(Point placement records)

--- begin ---

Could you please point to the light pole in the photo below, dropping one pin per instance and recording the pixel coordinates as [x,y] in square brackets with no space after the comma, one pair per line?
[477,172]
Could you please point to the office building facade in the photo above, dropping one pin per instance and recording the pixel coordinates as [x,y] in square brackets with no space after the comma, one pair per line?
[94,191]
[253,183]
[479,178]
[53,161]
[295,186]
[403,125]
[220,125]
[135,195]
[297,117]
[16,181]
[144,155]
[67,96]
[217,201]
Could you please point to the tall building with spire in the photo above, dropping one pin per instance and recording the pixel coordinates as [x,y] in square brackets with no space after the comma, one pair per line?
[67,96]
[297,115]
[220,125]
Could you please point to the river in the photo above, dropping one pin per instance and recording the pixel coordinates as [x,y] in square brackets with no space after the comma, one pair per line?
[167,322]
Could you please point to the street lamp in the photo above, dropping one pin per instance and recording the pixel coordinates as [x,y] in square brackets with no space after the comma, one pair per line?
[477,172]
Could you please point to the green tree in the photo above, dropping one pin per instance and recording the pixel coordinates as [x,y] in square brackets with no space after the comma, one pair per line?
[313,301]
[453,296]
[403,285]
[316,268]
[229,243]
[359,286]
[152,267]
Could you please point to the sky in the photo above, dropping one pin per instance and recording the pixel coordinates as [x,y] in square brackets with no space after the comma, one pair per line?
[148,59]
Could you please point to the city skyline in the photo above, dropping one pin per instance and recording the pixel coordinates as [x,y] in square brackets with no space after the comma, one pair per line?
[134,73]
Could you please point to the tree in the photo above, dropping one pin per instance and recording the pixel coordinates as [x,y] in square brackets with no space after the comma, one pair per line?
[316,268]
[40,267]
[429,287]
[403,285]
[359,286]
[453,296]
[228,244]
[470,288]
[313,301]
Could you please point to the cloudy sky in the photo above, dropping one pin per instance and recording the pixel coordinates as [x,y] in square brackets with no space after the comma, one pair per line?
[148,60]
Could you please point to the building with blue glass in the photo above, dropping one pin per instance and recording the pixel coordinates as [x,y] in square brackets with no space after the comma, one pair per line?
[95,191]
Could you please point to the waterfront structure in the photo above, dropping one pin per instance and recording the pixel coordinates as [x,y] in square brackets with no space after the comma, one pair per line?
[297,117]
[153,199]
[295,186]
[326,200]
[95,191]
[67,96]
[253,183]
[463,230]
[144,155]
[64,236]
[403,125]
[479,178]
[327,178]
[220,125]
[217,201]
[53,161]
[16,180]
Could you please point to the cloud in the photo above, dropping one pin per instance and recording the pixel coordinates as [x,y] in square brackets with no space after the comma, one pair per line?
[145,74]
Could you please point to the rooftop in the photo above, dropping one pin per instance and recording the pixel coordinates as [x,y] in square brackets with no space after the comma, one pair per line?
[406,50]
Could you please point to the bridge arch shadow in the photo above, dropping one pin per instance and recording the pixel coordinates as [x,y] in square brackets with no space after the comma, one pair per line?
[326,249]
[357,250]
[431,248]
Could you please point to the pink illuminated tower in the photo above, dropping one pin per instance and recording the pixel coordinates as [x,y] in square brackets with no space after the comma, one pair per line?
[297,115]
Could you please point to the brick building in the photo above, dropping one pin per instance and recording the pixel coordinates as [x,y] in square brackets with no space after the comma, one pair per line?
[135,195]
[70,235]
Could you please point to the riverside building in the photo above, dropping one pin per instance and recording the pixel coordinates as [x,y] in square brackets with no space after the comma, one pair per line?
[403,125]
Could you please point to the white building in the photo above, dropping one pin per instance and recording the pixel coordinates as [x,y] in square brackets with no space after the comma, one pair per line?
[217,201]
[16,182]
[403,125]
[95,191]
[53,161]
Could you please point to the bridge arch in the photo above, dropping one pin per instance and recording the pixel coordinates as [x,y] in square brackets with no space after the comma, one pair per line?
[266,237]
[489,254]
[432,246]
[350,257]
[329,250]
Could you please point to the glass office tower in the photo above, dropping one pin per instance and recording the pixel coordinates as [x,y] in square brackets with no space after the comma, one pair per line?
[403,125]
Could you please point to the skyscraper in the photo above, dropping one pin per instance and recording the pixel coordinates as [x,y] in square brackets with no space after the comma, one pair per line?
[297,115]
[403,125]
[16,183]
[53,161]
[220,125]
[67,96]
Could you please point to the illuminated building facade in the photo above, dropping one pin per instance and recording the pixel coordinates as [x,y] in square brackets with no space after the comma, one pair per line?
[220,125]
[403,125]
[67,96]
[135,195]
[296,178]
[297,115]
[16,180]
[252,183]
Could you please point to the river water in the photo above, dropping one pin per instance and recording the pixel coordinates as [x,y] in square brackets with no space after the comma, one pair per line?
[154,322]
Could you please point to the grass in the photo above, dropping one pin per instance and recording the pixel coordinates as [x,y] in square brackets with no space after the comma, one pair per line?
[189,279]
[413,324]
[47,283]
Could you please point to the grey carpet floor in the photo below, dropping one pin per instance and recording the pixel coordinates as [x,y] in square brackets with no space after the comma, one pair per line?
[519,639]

--- end ---

THE EXERCISE:
Reproduce every one of the lines above word for word, in their original order.

ANSWER:
Could you please point to the light pole in the photo below, dropping one pin per instance and recording the pixel coordinates as [x,y] in square brackets with no space after the comma, one pair per line?
[477,172]
Could you please point to the office building facade in the photo above, dropping one pin per instance and recording the pixel coordinates as [x,y] in square brackets with no space after the comma, one pair per line?
[94,191]
[253,183]
[479,178]
[53,161]
[295,186]
[403,125]
[220,125]
[135,195]
[297,117]
[16,181]
[144,155]
[67,96]
[217,201]
Could you please point to the tall building with spire in the photo above, dropping one pin per instance and recording the pixel coordinates as [x,y] in square brackets with no space after the comma, one pair per line?
[67,96]
[297,115]
[220,125]
Could you please point to the river in the photo above, dropping one pin per instance and recording the pixel coordinates as [x,y] in square brackets with no space after the comma, one pair per line?
[167,322]
Could you please point to the street lamp in the photo above, dropping one pin per instance and recording the pixel coordinates as [x,y] in square brackets with no space after the comma, one pair per line?
[477,172]
Could you please point to the green tree in the photo above, dropping one pin per instance and recording the pixel coordinates as [x,y] in square brackets with no space after the comma, one pair per line?
[313,301]
[453,296]
[403,285]
[316,268]
[229,243]
[359,286]
[152,267]
Could you please point to the sky in the photo above, dropping one pin per instance and recording the pixel coordinates as [x,y] in square brackets with no space after the comma, one pair per line?
[148,59]
Could you please point to the city skyline in the photo above, dropping one pin per instance and recording the pixel coordinates as [x,y] in square brackets with no space after the comma, one pair per line?
[134,73]
Could you please point to the tree in the photo above, dropping one pin per instance and recording the pixel coordinates as [x,y] in square brackets with no space after the comma, one pair per line?
[316,268]
[40,267]
[429,287]
[403,285]
[359,286]
[453,296]
[228,244]
[470,288]
[313,301]
Could you please point to the cloudy sky in the photo above, dropping one pin per instance and recording the pixel coordinates as [x,y] in square brackets with no space after the comma, one pair per line?
[148,60]
Could you please point to the building with blue glass in the photo above, dropping one pin per instance and recording the pixel coordinates as [x,y] in square brackets with no space after the comma, one pair per line?
[95,191]
Could you please point to the waterfront structure in the photo above, dropping one pin per instance and recording the pixel coordinates as [x,y] in square brackets with no space after the comma, one pair per line?
[297,117]
[153,199]
[295,186]
[326,200]
[95,191]
[67,96]
[253,183]
[463,230]
[144,155]
[64,236]
[403,125]
[479,178]
[327,178]
[220,125]
[217,201]
[53,161]
[16,180]
Could you please point to the cloud in the photo above, dropping one pin per instance and recording the pixel coordinates as [x,y] in square brackets with no space after the comma, one pair per line?
[145,74]
Could you please point to the rooftop in the photo above, dropping one pin per instance and recording the pixel coordinates as [x,y] in square brackets with no space after the comma, one pair per line?
[406,50]
Could you please point to the bridge arch shadow in the photo above, dropping one pin per instance and recording the pixel coordinates as [x,y] in square brackets with no space after the comma, one pair per line?
[326,249]
[357,250]
[431,248]
Could you please point to the pink illuminated tower in the photo above, dropping one pin per instance and recording the pixel coordinates as [x,y] in square brackets with no space after the comma, one pair per line?
[297,115]
Could you please point to the brick building in the photo above, dropping one pin per instance and recording the pixel coordinates as [x,y] in square brackets with no space after the comma, one pair per line?
[135,195]
[70,235]
Could you please point to the riverside building in the photo above, dropping one pin per instance and recording the pixel coordinates as [x,y] in square brackets with no space after the comma, one pair per line?
[403,125]
Could you please point to the white building in the photo above, dropping one pin per instance and recording the pixel coordinates as [x,y] in square brackets with no space after the comma, one pair per line?
[217,201]
[16,182]
[403,125]
[95,191]
[53,161]
Could you please point to the bridge arch in the photo above, dropping one pin per instance and recording the pixel coordinates as [x,y] in square brackets with no space after the comma, one pair per line?
[266,237]
[489,254]
[432,246]
[350,257]
[329,250]
Could you please point to the glass office tower in the photo above, dropping one pin per instance and recording the pixel coordinates as [x,y] in square brackets with no space after the comma, one pair per line?
[403,125]
Could you please point to the skyscraper in the photo above, dropping one pin per instance and recording the pixel coordinates as [x,y] in square brackets with no space after the comma, one pair per line?
[297,115]
[403,125]
[16,183]
[53,161]
[220,125]
[67,96]
Could you please point to the illuminated building facade in the photo above, dropping one pin per instance and recording the pixel coordinates as [x,y] in square brackets with no space after the comma, one pair per line?
[220,125]
[403,125]
[67,96]
[135,195]
[296,178]
[297,115]
[16,180]
[252,183]
Could you please point to the river water in the photo above, dropping one pin per instance and recording the pixel coordinates as [x,y] in square brackets with no space after the comma, one pair per line?
[154,322]
Could you please point to the grass in the photo above, dropping one pin per instance and recording the pixel coordinates as [x,y] in square brackets with no space after the comma, one pair per line?
[189,279]
[413,324]
[47,283]
Could you please point to the grey carpet floor in the photo below, dropping one pin per instance and recording the pixel coordinates as [x,y] in square brackets with no space after the comma, one pair per line?
[519,639]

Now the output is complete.